=== WHAT YOU NEED TO DO ===
Quote all entries in full, exactly.
**** EXERCISE INPUT ****
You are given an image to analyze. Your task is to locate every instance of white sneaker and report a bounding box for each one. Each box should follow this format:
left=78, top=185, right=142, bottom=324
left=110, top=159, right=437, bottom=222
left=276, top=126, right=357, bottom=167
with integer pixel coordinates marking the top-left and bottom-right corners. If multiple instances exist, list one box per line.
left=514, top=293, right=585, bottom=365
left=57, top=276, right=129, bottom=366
****
=== EXERCISE ANSWER ===
You are given an image to analyze. Your task is to locate every instance of white sneaker and report a bounding box for each one. Each box should follow this format:
left=78, top=185, right=142, bottom=324
left=110, top=159, right=437, bottom=222
left=276, top=126, right=357, bottom=167
with integer pixel coordinates marking the top-left and bottom-right corners. If multiple instances exist, list one box per line.
left=514, top=293, right=585, bottom=365
left=57, top=276, right=129, bottom=366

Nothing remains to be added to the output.